### What you have to do
The expected output is the line with "of the outstretched" followed by every remaining line of the entries, all repeated exactly.

[[ Source information, beginning ]]

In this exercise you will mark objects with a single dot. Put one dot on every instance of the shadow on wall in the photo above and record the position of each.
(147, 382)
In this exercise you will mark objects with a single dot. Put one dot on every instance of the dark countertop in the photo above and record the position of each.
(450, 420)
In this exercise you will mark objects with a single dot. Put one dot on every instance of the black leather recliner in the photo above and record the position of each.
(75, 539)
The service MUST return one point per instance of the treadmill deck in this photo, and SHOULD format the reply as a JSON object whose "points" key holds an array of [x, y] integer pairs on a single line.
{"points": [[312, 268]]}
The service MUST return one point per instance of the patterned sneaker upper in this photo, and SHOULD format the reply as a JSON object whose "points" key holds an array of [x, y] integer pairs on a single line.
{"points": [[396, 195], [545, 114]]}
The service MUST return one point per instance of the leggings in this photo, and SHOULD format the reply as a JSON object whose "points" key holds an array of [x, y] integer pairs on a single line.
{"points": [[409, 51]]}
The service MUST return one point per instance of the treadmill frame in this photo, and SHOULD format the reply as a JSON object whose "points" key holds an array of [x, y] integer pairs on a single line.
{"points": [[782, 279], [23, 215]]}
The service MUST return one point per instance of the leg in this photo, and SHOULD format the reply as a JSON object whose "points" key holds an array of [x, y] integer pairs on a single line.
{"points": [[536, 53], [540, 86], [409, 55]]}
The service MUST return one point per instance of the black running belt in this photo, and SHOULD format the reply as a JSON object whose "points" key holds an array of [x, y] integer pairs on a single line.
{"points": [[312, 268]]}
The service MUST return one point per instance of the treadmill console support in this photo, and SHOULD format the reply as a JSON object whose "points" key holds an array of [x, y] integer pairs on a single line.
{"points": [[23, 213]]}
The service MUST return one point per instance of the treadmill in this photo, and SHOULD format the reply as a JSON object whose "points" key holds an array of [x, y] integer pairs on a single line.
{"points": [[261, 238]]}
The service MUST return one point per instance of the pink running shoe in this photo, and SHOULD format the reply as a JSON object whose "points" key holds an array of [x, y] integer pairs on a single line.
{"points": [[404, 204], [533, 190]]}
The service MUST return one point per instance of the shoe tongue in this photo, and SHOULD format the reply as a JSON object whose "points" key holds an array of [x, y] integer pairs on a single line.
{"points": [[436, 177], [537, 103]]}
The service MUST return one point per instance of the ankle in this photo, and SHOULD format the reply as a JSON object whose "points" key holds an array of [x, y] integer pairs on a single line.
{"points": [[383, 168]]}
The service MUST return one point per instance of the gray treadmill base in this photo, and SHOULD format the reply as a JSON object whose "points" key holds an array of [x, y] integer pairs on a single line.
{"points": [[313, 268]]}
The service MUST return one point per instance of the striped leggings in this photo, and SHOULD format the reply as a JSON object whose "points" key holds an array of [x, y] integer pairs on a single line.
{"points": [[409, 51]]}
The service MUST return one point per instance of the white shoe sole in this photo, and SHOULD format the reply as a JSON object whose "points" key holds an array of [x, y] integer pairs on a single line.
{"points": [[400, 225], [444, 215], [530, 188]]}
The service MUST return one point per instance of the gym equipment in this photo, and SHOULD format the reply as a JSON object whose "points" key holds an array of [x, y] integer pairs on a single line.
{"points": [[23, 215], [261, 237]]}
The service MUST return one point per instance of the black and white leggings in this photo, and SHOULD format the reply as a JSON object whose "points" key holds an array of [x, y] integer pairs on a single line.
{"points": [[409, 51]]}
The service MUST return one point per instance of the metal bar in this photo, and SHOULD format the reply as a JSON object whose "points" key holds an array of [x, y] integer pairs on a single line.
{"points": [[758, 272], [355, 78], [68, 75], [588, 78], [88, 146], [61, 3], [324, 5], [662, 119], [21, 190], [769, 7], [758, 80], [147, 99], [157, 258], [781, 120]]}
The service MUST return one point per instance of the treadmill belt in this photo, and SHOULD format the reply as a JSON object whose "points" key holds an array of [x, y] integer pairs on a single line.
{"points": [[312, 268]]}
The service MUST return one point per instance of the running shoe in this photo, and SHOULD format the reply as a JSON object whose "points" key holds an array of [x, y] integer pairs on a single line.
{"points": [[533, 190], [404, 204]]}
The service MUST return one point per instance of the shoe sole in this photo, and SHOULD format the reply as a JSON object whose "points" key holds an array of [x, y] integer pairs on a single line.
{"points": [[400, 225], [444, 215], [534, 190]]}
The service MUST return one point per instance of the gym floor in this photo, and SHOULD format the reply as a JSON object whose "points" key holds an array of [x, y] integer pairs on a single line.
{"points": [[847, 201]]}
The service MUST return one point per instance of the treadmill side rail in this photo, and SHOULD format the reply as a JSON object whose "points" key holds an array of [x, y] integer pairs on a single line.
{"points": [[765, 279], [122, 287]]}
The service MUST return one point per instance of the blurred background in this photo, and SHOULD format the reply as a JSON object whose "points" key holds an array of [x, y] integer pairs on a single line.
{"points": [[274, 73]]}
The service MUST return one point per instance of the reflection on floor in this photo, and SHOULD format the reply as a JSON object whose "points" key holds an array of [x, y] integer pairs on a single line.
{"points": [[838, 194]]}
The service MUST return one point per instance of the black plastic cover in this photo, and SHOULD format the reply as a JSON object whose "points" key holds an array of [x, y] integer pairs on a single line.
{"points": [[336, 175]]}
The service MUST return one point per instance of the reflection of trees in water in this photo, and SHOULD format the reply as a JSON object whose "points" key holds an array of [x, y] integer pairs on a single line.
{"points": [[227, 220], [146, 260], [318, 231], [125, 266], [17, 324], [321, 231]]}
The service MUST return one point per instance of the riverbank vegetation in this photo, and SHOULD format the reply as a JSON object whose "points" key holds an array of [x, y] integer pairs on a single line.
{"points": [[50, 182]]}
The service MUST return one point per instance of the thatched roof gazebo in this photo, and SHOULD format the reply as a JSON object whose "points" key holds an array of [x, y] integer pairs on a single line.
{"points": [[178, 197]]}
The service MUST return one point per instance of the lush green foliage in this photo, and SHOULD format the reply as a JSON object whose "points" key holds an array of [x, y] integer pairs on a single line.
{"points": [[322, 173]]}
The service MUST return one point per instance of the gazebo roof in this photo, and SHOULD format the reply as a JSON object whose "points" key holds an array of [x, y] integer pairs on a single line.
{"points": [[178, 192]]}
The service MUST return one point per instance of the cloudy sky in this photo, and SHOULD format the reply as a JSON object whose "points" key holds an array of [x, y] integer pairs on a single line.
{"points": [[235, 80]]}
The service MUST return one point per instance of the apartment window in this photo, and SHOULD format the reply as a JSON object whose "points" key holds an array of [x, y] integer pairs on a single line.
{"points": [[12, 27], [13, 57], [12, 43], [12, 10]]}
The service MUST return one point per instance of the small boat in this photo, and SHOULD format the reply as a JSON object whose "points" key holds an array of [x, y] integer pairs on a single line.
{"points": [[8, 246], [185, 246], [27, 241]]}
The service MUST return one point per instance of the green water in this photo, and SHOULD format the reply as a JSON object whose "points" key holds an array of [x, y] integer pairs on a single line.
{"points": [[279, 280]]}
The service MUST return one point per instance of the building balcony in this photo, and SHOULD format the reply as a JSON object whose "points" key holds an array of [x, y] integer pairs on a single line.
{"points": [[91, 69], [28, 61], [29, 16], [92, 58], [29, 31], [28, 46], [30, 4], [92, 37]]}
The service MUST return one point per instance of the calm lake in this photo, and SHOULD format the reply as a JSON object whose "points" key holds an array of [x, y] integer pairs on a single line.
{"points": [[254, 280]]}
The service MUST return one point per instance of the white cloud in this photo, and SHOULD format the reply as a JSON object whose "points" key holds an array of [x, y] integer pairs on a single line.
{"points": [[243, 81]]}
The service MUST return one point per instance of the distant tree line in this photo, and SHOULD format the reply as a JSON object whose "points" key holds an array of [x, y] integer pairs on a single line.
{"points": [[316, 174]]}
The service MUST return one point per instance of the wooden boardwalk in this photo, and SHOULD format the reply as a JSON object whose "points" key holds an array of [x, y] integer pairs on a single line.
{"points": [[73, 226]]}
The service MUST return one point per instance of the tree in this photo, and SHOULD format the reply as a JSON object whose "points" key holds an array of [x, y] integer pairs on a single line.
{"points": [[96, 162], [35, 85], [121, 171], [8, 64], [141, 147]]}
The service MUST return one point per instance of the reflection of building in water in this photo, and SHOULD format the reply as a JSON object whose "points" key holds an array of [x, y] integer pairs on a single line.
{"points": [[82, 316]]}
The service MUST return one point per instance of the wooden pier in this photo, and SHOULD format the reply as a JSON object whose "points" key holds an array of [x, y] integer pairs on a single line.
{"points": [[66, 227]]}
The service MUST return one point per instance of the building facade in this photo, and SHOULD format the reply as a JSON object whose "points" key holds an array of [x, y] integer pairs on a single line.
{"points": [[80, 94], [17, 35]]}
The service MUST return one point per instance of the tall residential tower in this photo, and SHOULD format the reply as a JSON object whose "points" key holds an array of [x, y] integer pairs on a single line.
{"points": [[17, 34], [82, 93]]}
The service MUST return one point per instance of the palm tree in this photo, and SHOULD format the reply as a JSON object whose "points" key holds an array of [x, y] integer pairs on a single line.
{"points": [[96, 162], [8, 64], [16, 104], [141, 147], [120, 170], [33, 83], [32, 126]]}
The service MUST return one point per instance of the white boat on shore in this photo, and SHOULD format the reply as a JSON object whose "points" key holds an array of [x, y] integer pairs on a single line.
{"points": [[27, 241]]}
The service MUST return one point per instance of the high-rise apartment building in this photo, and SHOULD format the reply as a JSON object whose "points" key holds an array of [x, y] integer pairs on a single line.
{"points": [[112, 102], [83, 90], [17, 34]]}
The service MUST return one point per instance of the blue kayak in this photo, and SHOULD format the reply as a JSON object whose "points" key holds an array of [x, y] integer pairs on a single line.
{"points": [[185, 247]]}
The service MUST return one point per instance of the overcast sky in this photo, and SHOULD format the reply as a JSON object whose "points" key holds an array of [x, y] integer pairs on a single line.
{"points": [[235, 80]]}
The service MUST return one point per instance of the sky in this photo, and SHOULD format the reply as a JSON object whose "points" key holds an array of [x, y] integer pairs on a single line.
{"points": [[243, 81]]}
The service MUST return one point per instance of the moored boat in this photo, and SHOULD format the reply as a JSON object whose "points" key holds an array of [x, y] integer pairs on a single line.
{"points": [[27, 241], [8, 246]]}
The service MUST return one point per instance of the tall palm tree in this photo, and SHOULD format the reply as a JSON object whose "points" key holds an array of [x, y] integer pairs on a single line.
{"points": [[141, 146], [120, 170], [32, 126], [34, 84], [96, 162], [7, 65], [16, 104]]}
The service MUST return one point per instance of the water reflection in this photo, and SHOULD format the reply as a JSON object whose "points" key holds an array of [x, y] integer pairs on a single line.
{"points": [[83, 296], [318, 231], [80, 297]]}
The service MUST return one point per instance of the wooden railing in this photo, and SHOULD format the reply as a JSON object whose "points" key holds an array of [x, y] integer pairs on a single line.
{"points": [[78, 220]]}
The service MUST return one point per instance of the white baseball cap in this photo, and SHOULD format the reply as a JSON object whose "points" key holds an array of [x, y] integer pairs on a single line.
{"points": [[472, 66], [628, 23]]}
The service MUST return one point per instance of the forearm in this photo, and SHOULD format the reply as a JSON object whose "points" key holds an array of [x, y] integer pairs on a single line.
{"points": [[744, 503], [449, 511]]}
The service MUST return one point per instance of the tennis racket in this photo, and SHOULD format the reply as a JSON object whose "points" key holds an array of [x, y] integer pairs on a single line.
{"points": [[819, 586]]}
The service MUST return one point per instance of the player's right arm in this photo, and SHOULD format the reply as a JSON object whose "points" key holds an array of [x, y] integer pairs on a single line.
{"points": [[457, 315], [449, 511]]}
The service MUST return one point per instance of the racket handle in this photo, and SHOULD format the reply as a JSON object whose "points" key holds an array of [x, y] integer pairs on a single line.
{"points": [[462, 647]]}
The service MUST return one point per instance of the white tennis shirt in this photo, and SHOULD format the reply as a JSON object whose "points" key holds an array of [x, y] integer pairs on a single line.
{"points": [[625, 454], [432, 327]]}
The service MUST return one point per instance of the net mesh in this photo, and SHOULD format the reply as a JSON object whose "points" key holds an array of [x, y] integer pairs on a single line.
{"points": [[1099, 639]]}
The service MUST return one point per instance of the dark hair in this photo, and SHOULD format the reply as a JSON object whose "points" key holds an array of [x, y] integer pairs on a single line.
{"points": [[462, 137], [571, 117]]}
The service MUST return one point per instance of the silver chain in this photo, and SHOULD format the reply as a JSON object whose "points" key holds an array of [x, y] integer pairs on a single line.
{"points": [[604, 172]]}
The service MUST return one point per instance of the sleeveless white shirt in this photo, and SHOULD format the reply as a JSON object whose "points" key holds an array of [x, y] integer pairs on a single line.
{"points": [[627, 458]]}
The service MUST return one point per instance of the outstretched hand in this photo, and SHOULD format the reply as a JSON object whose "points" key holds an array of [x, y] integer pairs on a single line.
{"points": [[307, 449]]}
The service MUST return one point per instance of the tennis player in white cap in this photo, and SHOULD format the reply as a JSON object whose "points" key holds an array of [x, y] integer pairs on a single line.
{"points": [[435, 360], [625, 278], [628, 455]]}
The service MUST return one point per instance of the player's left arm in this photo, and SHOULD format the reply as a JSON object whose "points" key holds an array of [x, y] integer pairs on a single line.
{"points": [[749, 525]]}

[[ Source information, end ]]

### Finished exercise
The service MUST return one point per instance of the outstretched hand in this photo, and SHOULD format the reply as a JSON object whose "points" key holds an array of [x, y] integer pairs on a single line.
{"points": [[307, 449]]}
The service MUST return one point per instance of the tennis player in white cap in this photo, and SHOULD format the reply as a JSON object whose "points" key holds an array of [x, y] integer pairs on a single line.
{"points": [[435, 360], [625, 278], [628, 455]]}
The service MUST return one point per instance of the player's left arm in this photo, and SHOULD format the reply as a JSON object whose "points" key holds an array of [x, y] integer pairs on a single line.
{"points": [[749, 525]]}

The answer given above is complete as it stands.